Set exercise: Copy out, word for word and in full, the passage below on testing wood specimens for moisture content, density, and compression strength. Leave out the listing that follows it.

Selected excerpt:
- - - - -

2.1. Determination of Moisture Content and Density

After the stabilization of the specimens inside the climatic chamber, they were removed, and the dimensions and weight were measured to determine the density (ρ). Afterward, the tested specimens were conditioned in an oven to dry and the moisture content (ω) was measured. Both characteristics of the specimens were determined by equations that can be found in ISO 3130 and EN 13183-1, respectively [16,17].

2.2. Compression Parallel to the Grain on Clear Specimens

The purpose of this test was to evaluate the compression strength parallel to the grain in clear specimens by following the guidelines in ASTM D143 [18]; the specimens were produced by following NP 618 [20]. These results allowed a control quality to be performed on the raw material of Eucalyptus globulus lamellae. Moreover, it was, then, possible to compare the results to the values suggested by LNEC [14].

- - - - -

Provided material:
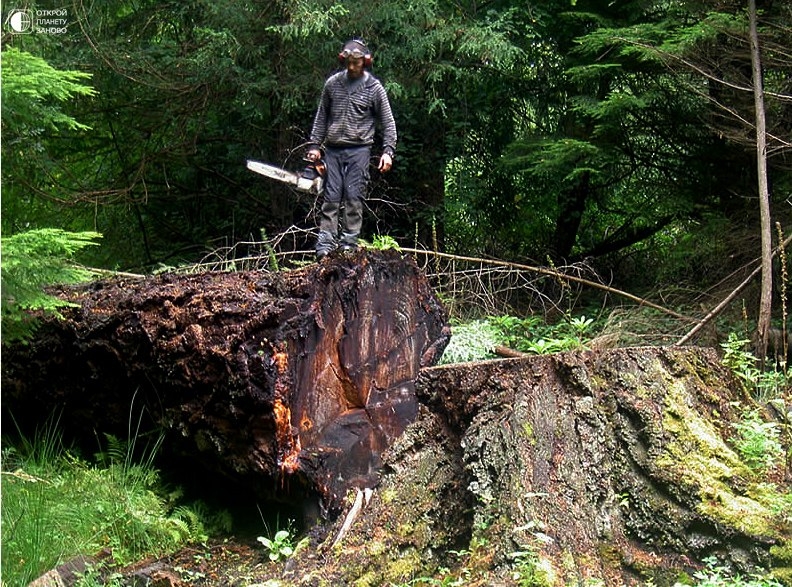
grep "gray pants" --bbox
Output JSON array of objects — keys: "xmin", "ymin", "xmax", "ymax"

- - - - -

Reply:
2.1. Determination of Moisture Content and Density

After the stabilization of the specimens inside the climatic chamber, they were removed, and the dimensions and weight were measured to determine the density (ρ). Afterward, the tested specimens were conditioned in an oven to dry and the moisture content (ω) was measured. Both characteristics of the specimens were determined by equations that can be found in ISO 3130 and EN 13183-1, respectively [16,17].

2.2. Compression Parallel to the Grain on Clear Specimens

The purpose of this test was to evaluate the compression strength parallel to the grain in clear specimens by following the guidelines in ASTM D143 [18]; the specimens were produced by following NP 618 [20]. These results allowed a control quality to be performed on the raw material of Eucalyptus globulus lamellae. Moreover, it was, then, possible to compare the results to the values suggested by LNEC [14].